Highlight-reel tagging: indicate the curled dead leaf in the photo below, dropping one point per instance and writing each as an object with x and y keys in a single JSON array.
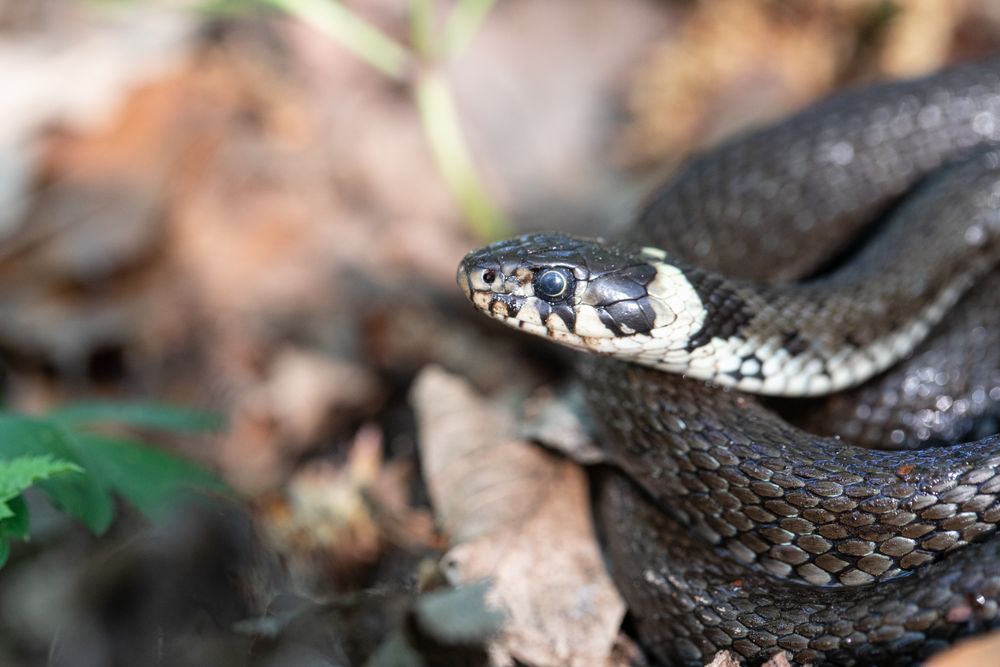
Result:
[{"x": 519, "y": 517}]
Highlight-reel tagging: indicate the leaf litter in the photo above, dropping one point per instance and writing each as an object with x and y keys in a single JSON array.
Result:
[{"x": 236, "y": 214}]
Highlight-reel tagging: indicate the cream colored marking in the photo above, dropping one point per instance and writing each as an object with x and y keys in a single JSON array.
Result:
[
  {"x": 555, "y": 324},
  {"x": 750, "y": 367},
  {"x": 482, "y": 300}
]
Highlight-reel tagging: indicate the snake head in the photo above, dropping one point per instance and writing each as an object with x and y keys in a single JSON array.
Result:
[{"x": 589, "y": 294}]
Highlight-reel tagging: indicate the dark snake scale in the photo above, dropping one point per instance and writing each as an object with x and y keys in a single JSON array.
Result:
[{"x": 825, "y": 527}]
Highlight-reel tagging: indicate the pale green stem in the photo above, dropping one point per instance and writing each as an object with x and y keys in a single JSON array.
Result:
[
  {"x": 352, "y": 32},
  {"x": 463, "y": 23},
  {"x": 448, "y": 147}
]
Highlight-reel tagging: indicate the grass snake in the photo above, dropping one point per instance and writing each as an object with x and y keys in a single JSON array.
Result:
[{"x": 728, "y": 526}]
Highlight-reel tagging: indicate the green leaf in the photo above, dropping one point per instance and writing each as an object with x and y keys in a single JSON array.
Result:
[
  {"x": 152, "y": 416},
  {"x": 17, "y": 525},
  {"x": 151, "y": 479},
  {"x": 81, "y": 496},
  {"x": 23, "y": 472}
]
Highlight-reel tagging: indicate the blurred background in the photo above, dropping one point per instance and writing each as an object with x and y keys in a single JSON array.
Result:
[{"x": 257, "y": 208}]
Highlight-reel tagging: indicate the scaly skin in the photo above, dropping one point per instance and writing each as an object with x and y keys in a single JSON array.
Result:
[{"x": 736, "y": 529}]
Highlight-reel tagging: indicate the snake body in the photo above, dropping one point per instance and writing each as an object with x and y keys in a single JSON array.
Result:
---
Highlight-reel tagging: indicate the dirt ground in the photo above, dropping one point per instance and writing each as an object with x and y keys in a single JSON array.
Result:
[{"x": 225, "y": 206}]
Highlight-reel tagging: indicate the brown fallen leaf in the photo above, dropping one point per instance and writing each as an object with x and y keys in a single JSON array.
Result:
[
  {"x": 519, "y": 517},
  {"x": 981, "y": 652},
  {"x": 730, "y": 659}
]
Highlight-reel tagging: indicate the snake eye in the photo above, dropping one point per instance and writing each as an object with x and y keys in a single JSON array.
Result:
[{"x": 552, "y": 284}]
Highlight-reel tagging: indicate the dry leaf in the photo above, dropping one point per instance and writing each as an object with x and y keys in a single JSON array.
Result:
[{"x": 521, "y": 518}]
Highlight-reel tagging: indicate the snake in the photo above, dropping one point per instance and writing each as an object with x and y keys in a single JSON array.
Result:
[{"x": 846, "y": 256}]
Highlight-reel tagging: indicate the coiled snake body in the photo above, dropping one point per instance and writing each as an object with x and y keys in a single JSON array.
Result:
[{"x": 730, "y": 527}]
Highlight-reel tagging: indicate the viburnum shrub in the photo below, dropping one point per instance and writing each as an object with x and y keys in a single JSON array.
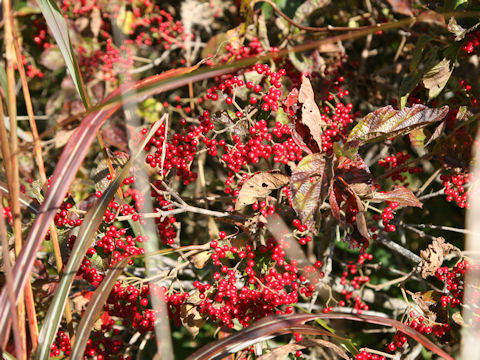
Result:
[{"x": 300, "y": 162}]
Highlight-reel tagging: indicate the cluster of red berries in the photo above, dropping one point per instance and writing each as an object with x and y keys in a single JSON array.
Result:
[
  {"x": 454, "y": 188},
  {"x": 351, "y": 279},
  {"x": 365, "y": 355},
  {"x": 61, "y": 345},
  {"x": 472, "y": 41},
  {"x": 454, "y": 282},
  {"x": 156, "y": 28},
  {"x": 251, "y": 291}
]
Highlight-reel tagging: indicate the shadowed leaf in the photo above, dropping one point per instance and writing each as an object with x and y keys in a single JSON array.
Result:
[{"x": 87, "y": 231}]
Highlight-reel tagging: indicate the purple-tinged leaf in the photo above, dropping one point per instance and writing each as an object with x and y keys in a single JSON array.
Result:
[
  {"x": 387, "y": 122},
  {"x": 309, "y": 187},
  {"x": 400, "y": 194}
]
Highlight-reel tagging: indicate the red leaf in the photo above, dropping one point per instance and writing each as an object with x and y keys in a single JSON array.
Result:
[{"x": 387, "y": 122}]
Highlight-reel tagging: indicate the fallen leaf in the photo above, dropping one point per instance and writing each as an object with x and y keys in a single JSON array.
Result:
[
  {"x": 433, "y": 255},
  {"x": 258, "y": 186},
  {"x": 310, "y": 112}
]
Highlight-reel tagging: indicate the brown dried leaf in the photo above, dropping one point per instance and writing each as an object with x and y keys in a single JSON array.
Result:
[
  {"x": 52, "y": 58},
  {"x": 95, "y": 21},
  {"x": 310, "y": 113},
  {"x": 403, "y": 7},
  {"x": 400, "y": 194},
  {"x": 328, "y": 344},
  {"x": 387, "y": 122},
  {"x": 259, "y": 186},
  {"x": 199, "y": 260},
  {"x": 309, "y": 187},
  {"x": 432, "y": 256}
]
==
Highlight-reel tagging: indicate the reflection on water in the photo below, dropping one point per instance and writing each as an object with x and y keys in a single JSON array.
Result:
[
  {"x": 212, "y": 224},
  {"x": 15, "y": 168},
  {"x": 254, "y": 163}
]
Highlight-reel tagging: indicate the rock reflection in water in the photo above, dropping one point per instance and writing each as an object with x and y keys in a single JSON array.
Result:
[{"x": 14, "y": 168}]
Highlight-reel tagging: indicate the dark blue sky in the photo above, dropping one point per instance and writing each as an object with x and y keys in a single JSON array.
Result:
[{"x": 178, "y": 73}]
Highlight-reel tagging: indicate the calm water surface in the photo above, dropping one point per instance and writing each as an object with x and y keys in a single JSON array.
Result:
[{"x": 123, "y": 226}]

• **REQUIRED TASK**
Tally the lines in the material above that contain the string "dark" and give only that number.

• **CORRECT RESPONSE**
2